Problem statement
Decide whether each statement agrees with the NNMT study summary, answering yes or no and quoting the deciding words from the summary. 1. Plasma MNA correlated with WAT NNMT expression in healthy control individuals. 2. Bariatric surgery was associated with a significant decrease in plasma MNA. 3. The exercise programme group included 60 individuals and lasted 12 weeks.

Source document
□ □ □

Nicotinamide-N-methyltransferase (NNMT) was recently shown to be upregulated in mouse models of insulin resistance and obesity. So far, it is unknown whether NNMT is regulated in human disease. We have explored the hypothesis that white adipose tissue (WAT) NNMT expression and plasma 1-methylnicotinamide (MNA) concentration are increased in human insulin resistance and type 2 diabetes.


NNMT expression and plasma MNA were analysed in three groups of individuals: (1) 199 patients undergoing abdominal surgery; (2) 60 individuals on a 12-week exercise programme and (3) 55 patients on a two-step bariatric surgery programme.


Patients with manifest type 2 diabetes have a significantly (approximately twofold) higher NNMT expression both in omental and subcutaneous WAT compared with controls. Notably, plasma MNA correlated significantly with WAT NNMT expression in patients with type 2 diabetes (women, r = 0.59, p < 0.001; men, r = 0.61, p < 0.001) but not in healthy control individuals. In insulin-resistant individuals, there was an inverse correlation between insulin sensitivity and plasma MNA (r = 0.44, p = 0.01) or adipose tissue NNMT mRNA (r = 0.64, p < 0.001). The latter association was confirmed in a second cohort (n = 60, r = 0.78, p < 0.001). Interventions improving insulin sensitivity--exercise and bariatric surgery--were associated with a significant (p < 0.001) reduction in WAT NNMT expression. Bariatric surgery was also associated with a significant decrease in plasma MNA.


We demonstrate that WAT NNMT expression is regulated in human insulin resistance and type 2 diabetes and that plasma MNA correlates with increased tissue NNMT expression and the degree of insulin resistance, making it a potential biomarker for loss of insulin sensitivity.

□ □ □

Given data
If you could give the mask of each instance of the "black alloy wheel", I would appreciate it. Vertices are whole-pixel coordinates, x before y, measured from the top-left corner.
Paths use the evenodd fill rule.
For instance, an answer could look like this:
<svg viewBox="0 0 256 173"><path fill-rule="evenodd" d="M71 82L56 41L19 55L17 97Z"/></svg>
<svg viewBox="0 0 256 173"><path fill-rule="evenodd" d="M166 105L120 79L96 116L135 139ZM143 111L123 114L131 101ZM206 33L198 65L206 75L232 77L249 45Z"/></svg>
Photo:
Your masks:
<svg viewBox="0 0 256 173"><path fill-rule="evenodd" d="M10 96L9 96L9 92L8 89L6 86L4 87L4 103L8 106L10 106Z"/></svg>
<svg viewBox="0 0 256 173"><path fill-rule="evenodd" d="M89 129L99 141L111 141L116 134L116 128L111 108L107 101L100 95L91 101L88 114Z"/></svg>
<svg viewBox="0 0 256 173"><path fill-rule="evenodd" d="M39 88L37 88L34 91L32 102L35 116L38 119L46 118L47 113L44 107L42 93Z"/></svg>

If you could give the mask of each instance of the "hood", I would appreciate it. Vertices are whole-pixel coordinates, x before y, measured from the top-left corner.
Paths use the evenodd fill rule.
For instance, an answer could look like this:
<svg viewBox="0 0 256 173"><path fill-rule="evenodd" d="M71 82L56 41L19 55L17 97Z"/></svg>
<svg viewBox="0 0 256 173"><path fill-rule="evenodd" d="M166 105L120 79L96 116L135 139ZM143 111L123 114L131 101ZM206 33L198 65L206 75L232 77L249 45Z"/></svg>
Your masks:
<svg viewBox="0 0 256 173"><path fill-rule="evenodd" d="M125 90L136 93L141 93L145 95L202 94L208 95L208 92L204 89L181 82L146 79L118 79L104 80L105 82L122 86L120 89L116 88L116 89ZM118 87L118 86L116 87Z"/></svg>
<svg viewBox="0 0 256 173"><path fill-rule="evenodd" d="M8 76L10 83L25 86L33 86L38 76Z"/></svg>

□ □ □

Exercise response
1. No: "but not in healthy control individuals"
2. Yes: "Bariatric surgery was also associated with a significant decrease in plasma MNA."
3. Yes: "60 individuals on a 12-week exercise programme"